== Task to complete ==
Repeat all entries exactly.

(Records)
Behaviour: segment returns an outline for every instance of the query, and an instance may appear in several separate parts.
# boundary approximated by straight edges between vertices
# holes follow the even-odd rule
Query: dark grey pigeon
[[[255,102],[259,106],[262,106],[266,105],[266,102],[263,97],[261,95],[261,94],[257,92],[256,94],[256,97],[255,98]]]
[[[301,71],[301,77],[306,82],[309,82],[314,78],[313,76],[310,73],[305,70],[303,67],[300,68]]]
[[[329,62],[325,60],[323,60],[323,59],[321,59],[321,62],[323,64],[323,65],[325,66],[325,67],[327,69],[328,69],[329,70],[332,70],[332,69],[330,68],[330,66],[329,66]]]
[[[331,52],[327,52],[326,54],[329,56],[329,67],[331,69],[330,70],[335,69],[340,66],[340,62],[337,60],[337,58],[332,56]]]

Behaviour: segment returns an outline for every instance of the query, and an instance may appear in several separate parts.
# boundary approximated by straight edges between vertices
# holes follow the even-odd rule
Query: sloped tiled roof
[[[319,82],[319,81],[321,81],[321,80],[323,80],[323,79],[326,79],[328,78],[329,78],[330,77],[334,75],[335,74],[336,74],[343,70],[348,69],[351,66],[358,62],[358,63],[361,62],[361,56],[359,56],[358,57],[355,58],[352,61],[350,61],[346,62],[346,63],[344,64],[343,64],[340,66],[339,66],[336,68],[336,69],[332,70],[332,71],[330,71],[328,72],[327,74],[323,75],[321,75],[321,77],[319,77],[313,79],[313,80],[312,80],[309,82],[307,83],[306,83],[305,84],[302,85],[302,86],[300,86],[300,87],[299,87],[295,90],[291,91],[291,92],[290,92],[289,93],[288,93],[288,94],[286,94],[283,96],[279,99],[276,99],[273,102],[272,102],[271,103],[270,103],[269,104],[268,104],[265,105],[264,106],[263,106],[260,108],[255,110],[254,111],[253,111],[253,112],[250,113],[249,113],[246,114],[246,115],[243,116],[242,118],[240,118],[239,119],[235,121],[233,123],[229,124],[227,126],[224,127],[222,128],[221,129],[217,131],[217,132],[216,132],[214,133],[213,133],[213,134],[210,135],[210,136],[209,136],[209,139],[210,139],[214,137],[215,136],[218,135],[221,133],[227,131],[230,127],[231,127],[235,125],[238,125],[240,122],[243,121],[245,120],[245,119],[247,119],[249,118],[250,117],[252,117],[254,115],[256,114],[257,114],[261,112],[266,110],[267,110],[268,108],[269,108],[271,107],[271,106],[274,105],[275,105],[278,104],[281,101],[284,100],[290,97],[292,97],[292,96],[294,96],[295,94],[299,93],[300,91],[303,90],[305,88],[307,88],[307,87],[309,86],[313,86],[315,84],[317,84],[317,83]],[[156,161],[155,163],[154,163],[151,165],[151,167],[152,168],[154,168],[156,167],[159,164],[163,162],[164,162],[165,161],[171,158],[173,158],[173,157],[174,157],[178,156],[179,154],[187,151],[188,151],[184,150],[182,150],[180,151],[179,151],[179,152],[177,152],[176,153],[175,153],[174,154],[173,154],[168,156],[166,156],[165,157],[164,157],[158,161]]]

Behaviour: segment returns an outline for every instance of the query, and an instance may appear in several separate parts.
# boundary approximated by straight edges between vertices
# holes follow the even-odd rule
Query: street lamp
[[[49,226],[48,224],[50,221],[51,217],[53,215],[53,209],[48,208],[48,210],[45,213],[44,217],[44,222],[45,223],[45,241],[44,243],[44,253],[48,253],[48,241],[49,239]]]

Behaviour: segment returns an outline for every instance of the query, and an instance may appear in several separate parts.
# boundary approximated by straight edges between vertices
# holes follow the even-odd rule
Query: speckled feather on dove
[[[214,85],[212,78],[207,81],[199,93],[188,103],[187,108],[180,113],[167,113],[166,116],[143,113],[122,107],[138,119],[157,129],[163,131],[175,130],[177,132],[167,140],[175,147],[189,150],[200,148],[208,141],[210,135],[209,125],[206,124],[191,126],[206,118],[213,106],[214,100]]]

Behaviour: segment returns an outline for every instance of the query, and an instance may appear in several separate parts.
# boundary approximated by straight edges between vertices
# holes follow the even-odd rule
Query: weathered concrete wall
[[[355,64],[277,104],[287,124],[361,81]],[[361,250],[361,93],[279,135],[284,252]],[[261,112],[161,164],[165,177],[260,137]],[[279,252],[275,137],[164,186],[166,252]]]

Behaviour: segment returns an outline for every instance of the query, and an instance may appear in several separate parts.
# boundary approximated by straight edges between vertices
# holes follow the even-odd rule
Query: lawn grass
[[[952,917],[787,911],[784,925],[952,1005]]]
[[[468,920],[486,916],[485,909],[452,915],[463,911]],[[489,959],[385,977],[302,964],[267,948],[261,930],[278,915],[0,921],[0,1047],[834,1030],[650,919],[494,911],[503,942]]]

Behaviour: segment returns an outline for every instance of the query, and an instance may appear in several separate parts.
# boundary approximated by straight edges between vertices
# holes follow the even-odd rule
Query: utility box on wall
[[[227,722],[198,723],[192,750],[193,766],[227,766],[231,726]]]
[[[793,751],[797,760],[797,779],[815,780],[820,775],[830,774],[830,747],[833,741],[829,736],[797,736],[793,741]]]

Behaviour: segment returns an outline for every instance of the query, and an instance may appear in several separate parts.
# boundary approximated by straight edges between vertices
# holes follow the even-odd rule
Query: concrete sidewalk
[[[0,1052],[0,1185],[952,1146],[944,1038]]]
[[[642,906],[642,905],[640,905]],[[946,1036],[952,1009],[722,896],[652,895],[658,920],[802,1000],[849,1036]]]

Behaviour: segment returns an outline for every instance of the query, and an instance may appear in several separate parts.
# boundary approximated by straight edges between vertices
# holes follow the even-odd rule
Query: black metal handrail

== Completed task ==
Behaviour: segment returns an outline for every instance of the query, and an instance may appear in several separate parts.
# boundary approximated by straight edges between vertices
# holes follow the even-odd rule
Query: dark grey pigeon
[[[255,102],[259,106],[262,106],[266,105],[266,102],[263,97],[261,95],[261,94],[257,92],[256,94],[256,97],[255,98]]]
[[[301,71],[301,77],[306,82],[309,82],[314,78],[313,76],[310,73],[305,70],[303,67],[300,68]]]
[[[329,62],[325,60],[323,60],[323,59],[321,59],[321,62],[323,64],[323,65],[325,66],[325,67],[327,69],[328,69],[329,70],[332,70],[332,69],[330,68],[330,66],[329,66]]]
[[[331,52],[327,52],[326,54],[329,56],[329,67],[331,69],[330,70],[335,69],[340,66],[340,62],[337,60],[337,58],[332,56]]]

Behaviour: segment returns an outline for every instance of the query, and an instance may appear in several separate parts.
# boundary approximated by straight edges between vertices
# holes follow the even-odd rule
Query: sloped tiled roof
[[[319,82],[319,81],[321,81],[321,80],[323,80],[323,79],[326,79],[328,78],[329,78],[330,77],[334,75],[335,74],[336,74],[343,70],[348,69],[351,66],[358,62],[358,63],[361,62],[361,56],[359,56],[358,57],[355,58],[352,61],[350,61],[346,62],[346,63],[344,64],[343,64],[340,66],[339,66],[336,68],[336,69],[332,70],[332,71],[330,71],[328,72],[327,74],[323,75],[321,75],[321,77],[319,77],[313,79],[313,80],[312,80],[309,82],[307,83],[306,83],[305,84],[302,85],[302,86],[300,86],[300,87],[299,87],[295,90],[291,91],[291,92],[290,92],[289,93],[288,93],[288,94],[286,94],[283,96],[279,99],[276,99],[273,102],[272,102],[271,103],[270,103],[269,104],[268,104],[265,105],[264,106],[263,106],[260,108],[255,110],[254,111],[253,111],[253,112],[250,113],[249,113],[246,114],[246,115],[243,116],[242,118],[240,118],[239,119],[235,121],[233,123],[229,124],[227,126],[224,127],[222,128],[221,129],[217,131],[217,132],[216,132],[214,133],[213,133],[213,134],[210,135],[210,136],[209,136],[209,139],[210,139],[214,137],[215,136],[218,135],[221,133],[227,131],[230,127],[231,127],[235,125],[238,125],[240,122],[243,121],[245,120],[245,119],[247,119],[249,118],[250,117],[252,117],[254,115],[256,114],[257,114],[261,112],[266,110],[267,110],[268,108],[269,108],[271,107],[271,106],[274,105],[275,105],[278,104],[281,101],[284,100],[290,97],[292,97],[292,96],[294,96],[295,94],[299,93],[300,91],[303,90],[305,88],[307,88],[307,87],[309,86],[313,86],[315,84],[317,84],[317,83]],[[156,161],[155,163],[154,163],[151,165],[151,167],[152,168],[154,168],[156,167],[159,164],[163,162],[164,162],[165,161],[171,158],[173,158],[173,157],[174,157],[178,156],[179,154],[187,151],[188,151],[184,150],[182,150],[180,151],[179,151],[179,152],[177,152],[176,153],[175,153],[174,154],[173,154],[168,156],[166,156],[165,157],[164,157],[158,161]]]

Behaviour: segment returns an outline for every instance of the query, and an instance may appear in several separate parts.
# boundary approximated by straight edges between vertices
# holes follow the even-odd rule
Query: street lamp
[[[49,226],[48,224],[50,221],[51,217],[53,215],[53,209],[48,208],[48,210],[45,213],[44,217],[44,222],[45,223],[45,241],[44,243],[44,253],[48,253],[48,241],[49,239]]]

Behaviour: segment returns an outline for every instance of the query, and an instance may appear in several separate parts.
# boundary approximated by straight edges between vertices
# holes follow the even-odd rule
Query: speckled feather on dove
[[[214,85],[212,78],[207,81],[199,93],[188,103],[187,108],[180,113],[167,113],[166,116],[143,113],[122,107],[138,119],[157,129],[163,131],[175,130],[177,132],[167,140],[175,147],[189,150],[200,148],[208,141],[210,135],[209,125],[206,124],[191,126],[206,118],[213,106],[214,100]]]

Behaviour: segment returns an outline for every instance of the query, and an instance may appear in several separate parts.
# boundary approximated by straight edges between vertices
# holes follow the even-odd rule
Query: weathered concrete wall
[[[355,64],[277,104],[287,124],[361,81]],[[361,250],[361,93],[279,135],[284,252]],[[261,112],[161,164],[165,177],[260,137]],[[279,252],[275,137],[164,186],[166,252]]]

Behaviour: segment returns an outline for every instance of the query, and an instance may appear in several separate parts.
# boundary approximated by straight edges between vertices
# holes follow the even-odd rule
Query: lawn grass
[[[952,917],[787,911],[784,925],[952,1005]]]
[[[468,920],[486,916],[485,909],[452,915],[463,911]],[[489,959],[385,977],[302,964],[267,948],[261,930],[278,915],[0,921],[0,1047],[834,1030],[650,919],[494,911],[503,942]]]

Behaviour: segment returns an outline for every instance of the query, and an instance may appear in several separate parts.
# boundary approximated by straight edges between vertices
# holes follow the even-odd rule
Query: utility box on wall
[[[227,722],[198,723],[192,750],[193,766],[227,766],[231,726]]]
[[[793,751],[797,760],[797,779],[815,780],[820,775],[830,774],[830,747],[833,741],[829,736],[797,736],[793,741]]]

Behaviour: segment returns an outline for every instance of the query, and an instance may appear in several separate parts.
# boundary approximated by straight edges between vertices
# holes follow the even-odd rule
Query: concrete sidewalk
[[[0,1052],[0,1185],[952,1146],[944,1038]]]
[[[642,906],[642,905],[640,905]],[[946,1036],[952,1009],[722,896],[652,895],[658,920],[802,1000],[849,1036]]]

Behaviour: segment returns an outline for every instance of the query, and an instance may appear in several separate parts.
# boundary approximated by straight edges between vertices
# holes follow the even-odd rule
Query: black metal handrail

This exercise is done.